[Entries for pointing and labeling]
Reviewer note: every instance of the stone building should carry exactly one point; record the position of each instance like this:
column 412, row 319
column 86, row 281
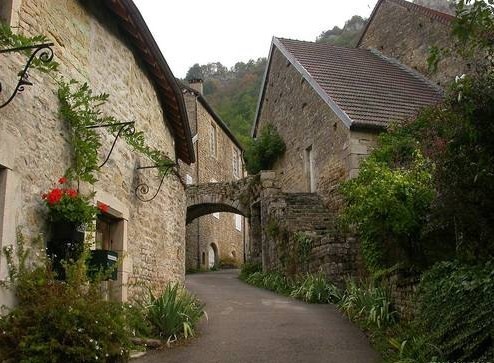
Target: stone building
column 219, row 236
column 108, row 45
column 328, row 104
column 405, row 31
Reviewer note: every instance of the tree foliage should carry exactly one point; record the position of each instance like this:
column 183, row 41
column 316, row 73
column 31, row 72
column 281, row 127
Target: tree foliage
column 345, row 37
column 233, row 93
column 448, row 212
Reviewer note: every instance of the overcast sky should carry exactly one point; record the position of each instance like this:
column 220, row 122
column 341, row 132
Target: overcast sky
column 200, row 31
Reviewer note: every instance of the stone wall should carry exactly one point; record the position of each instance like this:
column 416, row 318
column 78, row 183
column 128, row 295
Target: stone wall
column 405, row 34
column 283, row 216
column 305, row 121
column 218, row 229
column 90, row 48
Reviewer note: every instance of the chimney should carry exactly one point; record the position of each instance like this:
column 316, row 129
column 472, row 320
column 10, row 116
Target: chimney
column 196, row 83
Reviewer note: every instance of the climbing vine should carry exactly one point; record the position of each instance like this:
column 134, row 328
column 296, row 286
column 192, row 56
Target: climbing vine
column 9, row 39
column 304, row 247
column 80, row 108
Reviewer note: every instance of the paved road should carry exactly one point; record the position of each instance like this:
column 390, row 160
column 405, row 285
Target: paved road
column 251, row 325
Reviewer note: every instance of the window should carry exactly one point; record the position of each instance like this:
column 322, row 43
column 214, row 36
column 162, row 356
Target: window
column 238, row 222
column 212, row 140
column 3, row 185
column 236, row 162
column 188, row 179
column 215, row 215
column 309, row 170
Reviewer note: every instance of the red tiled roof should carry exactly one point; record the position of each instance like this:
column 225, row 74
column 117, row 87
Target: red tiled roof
column 370, row 89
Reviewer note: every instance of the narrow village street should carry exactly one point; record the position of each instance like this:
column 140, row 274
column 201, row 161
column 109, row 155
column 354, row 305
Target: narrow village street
column 247, row 324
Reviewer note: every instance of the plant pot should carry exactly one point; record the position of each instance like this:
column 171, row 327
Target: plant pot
column 66, row 243
column 104, row 262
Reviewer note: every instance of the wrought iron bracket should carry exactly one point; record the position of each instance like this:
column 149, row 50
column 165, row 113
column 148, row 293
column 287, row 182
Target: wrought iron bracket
column 142, row 189
column 43, row 52
column 124, row 127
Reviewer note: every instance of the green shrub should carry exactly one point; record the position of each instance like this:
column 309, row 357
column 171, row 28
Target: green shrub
column 56, row 321
column 228, row 262
column 274, row 281
column 264, row 151
column 249, row 268
column 456, row 310
column 173, row 314
column 367, row 304
column 314, row 288
column 389, row 205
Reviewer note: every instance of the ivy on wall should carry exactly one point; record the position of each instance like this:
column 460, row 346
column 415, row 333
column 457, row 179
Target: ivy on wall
column 80, row 107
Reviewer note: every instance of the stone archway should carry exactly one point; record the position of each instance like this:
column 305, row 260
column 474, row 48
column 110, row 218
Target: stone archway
column 233, row 197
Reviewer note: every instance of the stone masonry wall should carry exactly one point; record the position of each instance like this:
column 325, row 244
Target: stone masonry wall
column 407, row 35
column 90, row 48
column 304, row 120
column 284, row 215
column 218, row 229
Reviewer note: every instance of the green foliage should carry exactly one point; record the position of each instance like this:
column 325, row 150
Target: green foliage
column 369, row 304
column 249, row 268
column 8, row 39
column 232, row 93
column 265, row 150
column 228, row 262
column 175, row 313
column 81, row 109
column 346, row 37
column 457, row 312
column 315, row 289
column 388, row 205
column 304, row 247
column 56, row 321
column 274, row 281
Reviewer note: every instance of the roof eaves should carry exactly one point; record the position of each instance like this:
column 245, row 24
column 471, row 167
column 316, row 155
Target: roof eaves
column 262, row 91
column 133, row 18
column 213, row 113
column 301, row 69
column 408, row 70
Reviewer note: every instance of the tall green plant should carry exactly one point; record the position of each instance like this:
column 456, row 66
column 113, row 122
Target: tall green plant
column 56, row 321
column 388, row 205
column 174, row 313
column 264, row 151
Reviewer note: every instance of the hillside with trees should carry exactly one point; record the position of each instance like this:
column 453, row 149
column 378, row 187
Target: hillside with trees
column 232, row 92
column 346, row 36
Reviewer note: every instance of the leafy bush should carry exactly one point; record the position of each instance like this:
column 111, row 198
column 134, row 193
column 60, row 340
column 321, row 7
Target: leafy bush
column 368, row 304
column 264, row 151
column 457, row 312
column 175, row 313
column 274, row 281
column 314, row 288
column 228, row 262
column 249, row 268
column 389, row 206
column 57, row 321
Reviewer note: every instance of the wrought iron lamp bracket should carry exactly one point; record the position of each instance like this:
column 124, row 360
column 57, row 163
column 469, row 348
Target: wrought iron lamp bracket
column 43, row 52
column 124, row 127
column 142, row 189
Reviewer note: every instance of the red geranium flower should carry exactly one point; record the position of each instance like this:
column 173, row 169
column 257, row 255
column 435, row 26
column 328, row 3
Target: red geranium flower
column 71, row 193
column 103, row 207
column 54, row 196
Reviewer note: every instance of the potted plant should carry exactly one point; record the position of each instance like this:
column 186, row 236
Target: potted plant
column 70, row 213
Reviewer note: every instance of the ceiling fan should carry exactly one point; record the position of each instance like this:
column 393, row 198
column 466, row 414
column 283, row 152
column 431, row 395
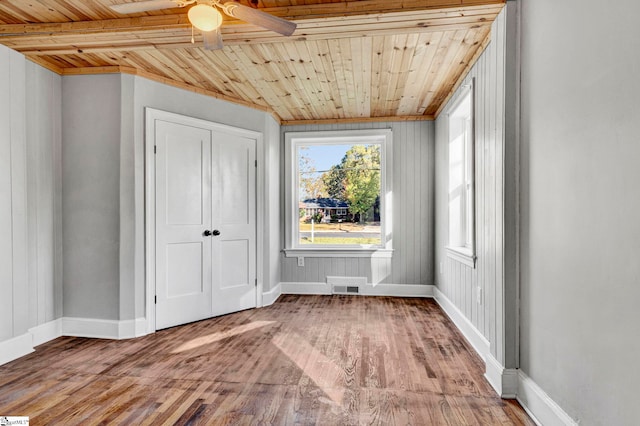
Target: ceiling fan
column 205, row 16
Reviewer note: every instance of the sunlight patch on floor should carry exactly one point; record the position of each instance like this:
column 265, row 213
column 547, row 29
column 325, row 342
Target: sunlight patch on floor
column 216, row 337
column 320, row 369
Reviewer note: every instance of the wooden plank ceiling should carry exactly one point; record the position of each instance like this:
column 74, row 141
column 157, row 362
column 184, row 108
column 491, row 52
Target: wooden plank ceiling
column 355, row 60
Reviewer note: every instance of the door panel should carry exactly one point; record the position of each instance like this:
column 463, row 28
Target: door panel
column 205, row 180
column 183, row 212
column 184, row 269
column 233, row 251
column 185, row 179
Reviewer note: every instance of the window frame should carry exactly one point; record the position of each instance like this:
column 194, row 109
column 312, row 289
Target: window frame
column 464, row 251
column 293, row 140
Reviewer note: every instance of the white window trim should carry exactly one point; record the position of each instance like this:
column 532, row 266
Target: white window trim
column 295, row 139
column 466, row 254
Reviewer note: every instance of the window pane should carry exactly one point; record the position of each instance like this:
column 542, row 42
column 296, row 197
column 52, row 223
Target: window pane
column 338, row 194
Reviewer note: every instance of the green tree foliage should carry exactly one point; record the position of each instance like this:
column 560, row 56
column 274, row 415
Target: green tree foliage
column 311, row 182
column 334, row 182
column 356, row 179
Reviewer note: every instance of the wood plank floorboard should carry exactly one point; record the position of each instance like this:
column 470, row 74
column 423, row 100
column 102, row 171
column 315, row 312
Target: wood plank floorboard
column 305, row 360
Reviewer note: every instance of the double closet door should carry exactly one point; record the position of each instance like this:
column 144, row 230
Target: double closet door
column 205, row 216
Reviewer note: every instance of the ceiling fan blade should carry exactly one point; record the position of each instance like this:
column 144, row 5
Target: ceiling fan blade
column 257, row 17
column 144, row 6
column 212, row 39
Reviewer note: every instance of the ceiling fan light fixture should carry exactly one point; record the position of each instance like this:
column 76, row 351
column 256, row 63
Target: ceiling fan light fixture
column 205, row 17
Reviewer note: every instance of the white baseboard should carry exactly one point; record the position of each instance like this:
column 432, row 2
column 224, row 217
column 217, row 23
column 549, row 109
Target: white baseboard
column 393, row 290
column 503, row 380
column 103, row 329
column 46, row 332
column 398, row 290
column 272, row 295
column 542, row 409
column 305, row 288
column 129, row 329
column 15, row 348
column 479, row 343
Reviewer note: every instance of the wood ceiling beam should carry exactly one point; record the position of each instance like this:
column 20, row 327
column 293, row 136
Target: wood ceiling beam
column 315, row 22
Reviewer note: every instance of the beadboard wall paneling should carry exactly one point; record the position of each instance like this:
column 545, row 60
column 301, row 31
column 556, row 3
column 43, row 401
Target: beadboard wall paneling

▶ **Stated problem**:
Starting at the first row and ending after the line containing "column 251, row 325", write those rows again with every "Target" swapped for "Object" and nothing else altered. Leave the pictures out.

▶ **Expected answer**:
Reviewer note: every instance of the stone building should carry exactly one point; record the position of each instance like this:
column 412, row 319
column 86, row 281
Object: stone building
column 219, row 236
column 108, row 45
column 328, row 104
column 405, row 31
Reviewer note: every instance of the tree foliage should carry exactly one point; record the position of each instance like this:
column 183, row 41
column 316, row 73
column 31, row 72
column 281, row 127
Object: tree foliage
column 345, row 37
column 233, row 93
column 448, row 212
Reviewer note: every instance of the overcast sky should carry exactly one point; record the position of each instance like this:
column 220, row 122
column 341, row 132
Object: overcast sky
column 200, row 31
Reviewer note: every instance of the stone wall should carry exactly one point; record the position of each instance like this:
column 416, row 318
column 78, row 183
column 128, row 295
Object: stone wall
column 405, row 34
column 283, row 216
column 305, row 121
column 218, row 229
column 90, row 48
Reviewer note: every instance of the chimney should carry exactly one point; record the position of each instance like this:
column 316, row 129
column 472, row 320
column 10, row 116
Object: chimney
column 196, row 83
Reviewer note: every instance of the climbing vine should carry exactly one point; record the position of each instance like this:
column 134, row 328
column 296, row 286
column 192, row 56
Object: climbing vine
column 9, row 39
column 304, row 247
column 80, row 108
Reviewer note: every instance of the paved road should carry exactly one point; record the position of each instance like this:
column 390, row 160
column 405, row 285
Object: paved road
column 251, row 325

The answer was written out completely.